=== SHORT EXERCISE A ===
Give the lines of the records below as a Markdown table with the columns Row and Line, one row per line and blank lines left out.

=== TEXT EXTRACT ===

Listening to these songs, I remember Alice. I first met Alice when working at a record store on Nolensville Road in the early '90s. She would stop in a few times a week and make my life a bit more interesting. The best we at the store could figure was that she was homeless and not a recipient of much love in the world. Maybe she had a place to sleep, but I imagined that she made use of her days just walking up and down the streets, stopping into various stores and interacting with people in the only way she knew how. There were times when we would have to ask her to leave our shop. Alice would ask questions of us that didn't seem to have any relevance to anything at all, and sometimes she would take quite an acerbic tone and go into a tempered rage.
While we knew that we liked her and were curious about her state in life, we would at those times have to ask her to leave if there were customers about. Alice would just mumble something about how we were no good and leave for the day. But she always came back and we were cautiously happy to see her when she did.

=== STORED DATA ===
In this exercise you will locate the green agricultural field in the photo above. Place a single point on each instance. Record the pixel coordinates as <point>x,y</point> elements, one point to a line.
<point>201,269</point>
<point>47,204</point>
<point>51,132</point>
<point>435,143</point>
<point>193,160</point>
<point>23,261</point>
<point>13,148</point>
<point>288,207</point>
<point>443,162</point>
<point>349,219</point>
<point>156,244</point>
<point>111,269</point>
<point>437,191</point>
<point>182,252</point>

=== SHORT EXERCISE B ===
Answer these from the text about Alice above:
(i) On what road was the record store?
(ii) How often did Alice stop in?
(iii) What would Alice mumble about the staff when she left?

=== EXPECTED OUTPUT A ===
| Row | Line |
|---|---|
| 1 | In this exercise you will locate the green agricultural field in the photo above. Place a single point on each instance. Record the pixel coordinates as <point>x,y</point> elements, one point to a line. |
| 2 | <point>201,269</point> |
| 3 | <point>47,204</point> |
| 4 | <point>51,132</point> |
| 5 | <point>435,143</point> |
| 6 | <point>193,160</point> |
| 7 | <point>23,261</point> |
| 8 | <point>13,148</point> |
| 9 | <point>288,207</point> |
| 10 | <point>443,162</point> |
| 11 | <point>349,219</point> |
| 12 | <point>156,244</point> |
| 13 | <point>111,269</point> |
| 14 | <point>437,191</point> |
| 15 | <point>182,252</point> |

=== EXPECTED OUTPUT B ===
(i) Nolensville Road
(ii) A few times a week
(iii) That they were no good